--- Start EXTRACT TO READ ---

There’s nothing quite like a spoiler season to get me hyped up about Standard. For the first time in a while, I was eagerly seeking out the new cards and thinking about all the different places they could fit into in the new format.
My first mistake was assuming that Ravnica Allegiance would bring about a new Standard format. My second mistake was expecting Nexus of Fate to get banned. Without the banning of Nexus of Fate, Standard has little room to grow. The cards printed in this set work best as improvements for existing decks and archetypes, without making much room for many new decks.
The decks I would expect to see at the beginning of this Standard format are:
- Nexus of Fate powered decks
- Rakdos Burn
- Mardu Aristocrats
- Bant Tokens
- Golgari Midrange
- Esper Control (with or without Nexus of Fate)
- U/R Drakes
Aside from Rakdos Burn and Mardu Aristocrats, all of these decks have existed in some iteration in recent Standard. The deck I would take to a tournament this weekend would be Mono-Red, and it’s not a particularly close decision.
If you’ve been playing Standard since the release of these cards online, then you are familiar with the impact they’ve had on the deck. Not only were the red decks gifted speed and (more) card advantage, but the other cards printed in the set also benefit you.
The introduction of Breeding Pool and Wilderness Reclamation will make U/G/x Nexus of Fate strategies one of the best in the format. And Hallowed Fountain will hoodwink people into thinking semi-tested control decks are what they should be bringing to the table early on.
Mono-Red has traditionally preyed on both of these strategies, in particular against Nexus of Fate. While both Mono-Red and Nexus/Reclamation decks have sped up, Mono-Red will come out on top here. Especially in best-of-one Magic, but also in best-of-three. Here are my best-of-one and best-of-three Mono-Red lists:
The deck forgoes Risk Factor and Experimental Frenzy because speed is key. Arena will naturally lend itself to giving you slightly more lands on average than paper. Flame of Keld is hard to interact with without access to a sideboard and allows you to steal games that are slipping away.
The increased land count in the best-of-three build accounts for the inclusion of Experimental Frenzy and my sideboard plan, which allows me to extend my reach. Access to Experimental Frenzy is a must in the predicted metagame. Post-board games are almost always going to go long, and Experimental Frenzy is your best strategy here.
Some cards I could see making it into this deck in the future are Legion Warboss and Rix Maadi Reveler. The inclusion of Rix Maadi Reveler opens the door for more sideboard options like Drill Bit. I don’t think it’s necessary in this build of the deck currently, but there is potential for it.
Last thing: the decks that once kept it in check (G/W Tokens and Golgari Midrange) didn’t gain anything aside from Growth-Chamber Guardian. This is understandable as they are not featured guilds in this set. But previously, the medium-sized creatures and life gain were close to unbeatable for Mono-Red. With the downswing of these decks and the uptick of expensive spells, Mono-Red is already seeing some success.
It’s going to be difficult for a deck to be successful in this format and have the capability to beat the different angles that Mono-Red will be hitting from.

--- End EXTRACT TO READ ---

■ TO BE DONE
A – Which decks does the Standard article expect to see at the beginning of the format?
B – Can you shorten the paragraph of the Standard article that begins "Last thing:" while keeping its main facts?
C – Could you reproduce everything in the Standard article from "There’s nothing quite" down to "Nexus of Fate)"?

--- Start GIVEN INFORMATION ---

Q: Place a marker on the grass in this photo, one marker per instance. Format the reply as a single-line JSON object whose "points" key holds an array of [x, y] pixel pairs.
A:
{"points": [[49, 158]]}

--- End GIVEN INFORMATION ---

■ SOLUTIONS FOR EACH TASK
A –
- Nexus of Fate powered decks
- Rakdos Burn
- Mardu Aristocrats
- Bant Tokens
- Golgari Midrange
- Esper Control (with or without Nexus of Fate)
- U/R Drakes

B – G/W Tokens and Golgari Midrange, which once kept Mono-Red in check, gained only Growth-Chamber Guardian, since they aren't featured guilds in this set. Their medium-sized creatures and life gain used to be close to unbeatable for Mono-Red. With these decks declining and expensive spells on the rise, Mono-Red is already seeing some success.

C –
There’s nothing quite like a spoiler season to get me hyped up about Standard. For the first time in a while, I was eagerly seeking out the new cards and thinking about all the different places they could fit into in the new format.
My first mistake was assuming that Ravnica Allegiance would bring about a new Standard format. My second mistake was expecting Nexus of Fate to get banned. Without the banning of Nexus of Fate, Standard has little room to grow. The cards printed in this set work best as improvements for existing decks and archetypes, without making much room for many new decks.
The decks I would expect to see at the beginning of this Standard format are:
- Nexus of Fate powered decks
- Rakdos Burn
- Mardu Aristocrats
- Bant Tokens
- Golgari Midrange
- Esper Control (with or without Nexus of Fate)